__Document text__:
TempPerturb-Eval: On the Joint Effects of Internal Temperature and External Perturbations in RAG Robustness

TL;DR

The paper studies how perturbations in retrieved content interact with LLM temperature in RAG systems, introducing a dedicated RAG Perturbation-Temperature Analysis Framework and a diagnostic benchmark tested on HotpotQA. It finds that higher temperatures consistently amplify vulnerability to perturbations and that perturbation effects can exhibit non-linear sensitivity across the temperature range. The work provides a taxonomy of perturbations, a 440-condition evaluation setup across diverse models, and practical guidelines for model selection and temperature tuning under noisy retrieval conditions. It also suggests future work to incorporate actual retrieval noise in end-to-end RAG pipelines.

Abstract

The evaluation of Retrieval-Augmented Generation (RAG) systems typically examines retrieval quality and generation parameters like temperature in isolation, overlooking their interaction. This work presents a systematic investigation of how text perturbations (simulating noisy retrieval) interact with temperature settings across multiple LLM runs. We propose a comprehensive RAG Perturbation-Temperature Analysis Framework that subjects retrieved documents to three distinct perturbation types across varying temperature settings. Through extensive experiments on HotpotQA with both open-source and proprietary LLMs, we demonstrate that performance degradation follows distinct patterns: high-temperature settings consistently amplify vulnerability to perturbations, while certain perturbation types exhibit non-linear sensitivity across the temperature range. Our work yields three key contributions: (1) a diagnostic benchmark for assessing RAG robustness, (2) an analytical framework for quantifying perturbation-temperature interactions, and (3) practical guidelines for model selection and parameter tuning under noisy retrieval conditions.

__Brief A__:
According to the TempPerturb-Eval text, how many conditions does the evaluation setup include?
__Brief B__:
Decide whether each statement agrees with the TempPerturb-Eval text, answering yes or no and quoting the words that settle it: (i) The experiments were run on HotpotQA. (ii) Lower temperatures consistently amplify vulnerability to perturbations. (iii) The framework subjects retrieved documents to five perturbation types.
__Brief C__:
Proceed with the TempPerturb-Eval text, starting after the final sentence of its abstract.
The data after this point is separate material, unrelated to the TempPerturb-Eval text.

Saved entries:
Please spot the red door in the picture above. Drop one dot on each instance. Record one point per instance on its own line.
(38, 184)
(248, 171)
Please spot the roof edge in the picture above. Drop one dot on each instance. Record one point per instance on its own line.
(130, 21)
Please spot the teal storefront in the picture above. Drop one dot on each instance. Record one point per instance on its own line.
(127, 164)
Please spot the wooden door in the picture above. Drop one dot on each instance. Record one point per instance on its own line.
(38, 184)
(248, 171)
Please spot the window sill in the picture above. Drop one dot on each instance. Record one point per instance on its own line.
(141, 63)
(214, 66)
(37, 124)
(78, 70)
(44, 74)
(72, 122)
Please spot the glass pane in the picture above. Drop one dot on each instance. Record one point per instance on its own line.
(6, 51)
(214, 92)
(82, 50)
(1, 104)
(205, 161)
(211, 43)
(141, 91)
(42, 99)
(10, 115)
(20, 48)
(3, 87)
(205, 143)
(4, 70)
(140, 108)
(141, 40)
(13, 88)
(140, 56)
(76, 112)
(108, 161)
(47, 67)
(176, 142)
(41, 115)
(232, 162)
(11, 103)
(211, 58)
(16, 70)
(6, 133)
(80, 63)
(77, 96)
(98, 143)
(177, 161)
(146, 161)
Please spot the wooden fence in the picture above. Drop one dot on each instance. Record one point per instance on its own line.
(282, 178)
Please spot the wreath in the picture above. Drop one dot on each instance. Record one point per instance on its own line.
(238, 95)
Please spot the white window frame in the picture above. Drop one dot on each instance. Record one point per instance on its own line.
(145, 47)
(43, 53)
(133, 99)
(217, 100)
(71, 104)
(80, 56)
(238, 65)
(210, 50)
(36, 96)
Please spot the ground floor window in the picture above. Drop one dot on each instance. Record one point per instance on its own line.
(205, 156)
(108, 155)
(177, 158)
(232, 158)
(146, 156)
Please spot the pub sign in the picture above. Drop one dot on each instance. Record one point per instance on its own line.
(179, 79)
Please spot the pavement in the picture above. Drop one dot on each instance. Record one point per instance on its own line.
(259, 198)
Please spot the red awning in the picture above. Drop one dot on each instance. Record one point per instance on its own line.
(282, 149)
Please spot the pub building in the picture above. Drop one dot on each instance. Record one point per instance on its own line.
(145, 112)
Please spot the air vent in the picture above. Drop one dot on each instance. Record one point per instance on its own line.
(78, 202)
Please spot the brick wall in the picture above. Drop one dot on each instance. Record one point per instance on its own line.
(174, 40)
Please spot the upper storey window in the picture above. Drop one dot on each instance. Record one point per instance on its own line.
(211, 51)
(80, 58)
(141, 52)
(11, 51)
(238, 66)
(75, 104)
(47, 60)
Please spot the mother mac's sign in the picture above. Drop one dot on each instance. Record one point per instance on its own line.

__Written answer A__:
The evaluation setup covers 440 conditions across diverse models.

__Written answer B__:
(i) Yes: "Through extensive experiments on HotpotQA with both open-source and proprietary LLMs"
(ii) No: "higher temperatures consistently amplify vulnerability to perturbations"
(iii) No: "subjects retrieved documents to three distinct perturbation types across varying temperature settings"

__Written answer C__:
Paper Structure

This paper contains 18 sections, 1 equation, 5 figures, 1 table.

Figures (5)

  • Figure 1: RAG Perturbation-Temperature Analysis Framework. The methodology stresses system robustness along two axes: external context perturbations (replacement, removal, NER substitution) and internal LLM temperature variation. The evaluation measures correctness and output variability across these conditions to establish a benchmark and derive practical guidelines.
  • Figure 2: BERTScore trends across temperature variations for different models, comparing response types under perturbation. Solid lines represent mean scores across samples, while shaded areas denote $\pm$ standard deviation. The top row presents results for comparison questions; the bottom row presents results for bridge questions.
  • Figure 3: Coefficient of Variation (CV) for BERTScore across models, temperatures, and perturbation types. Each subplot displays CV trends for a model. The baseline CV value (average CV for the original, unperturbed context across all temperatures) is indicated in the top left of each subplot. The top row presents results for comparison questions; the bottom row presents results for bridge questions.
  • Figure 4: BERTScore distribution for gpt-4o on bridge questions across perturbation types at two temperatures (Left: $T=0.6$, Right: $T=2.0$). Each subplot shows a boxplot representing median, interquartile range, and whiskers, with individual sample scores (black dots) and outliers (white dots).
  • Figure 5: BERTScore distribution for deepseek-reasoner on bridge questions across perturbation types at two temperatures (Left: $T=0.6$, Right: $T=2.0$). Each subplot shows a boxplot representing the same elements as in Fig. \ref{['fig:sample_score_distribution_gpt_4o']}.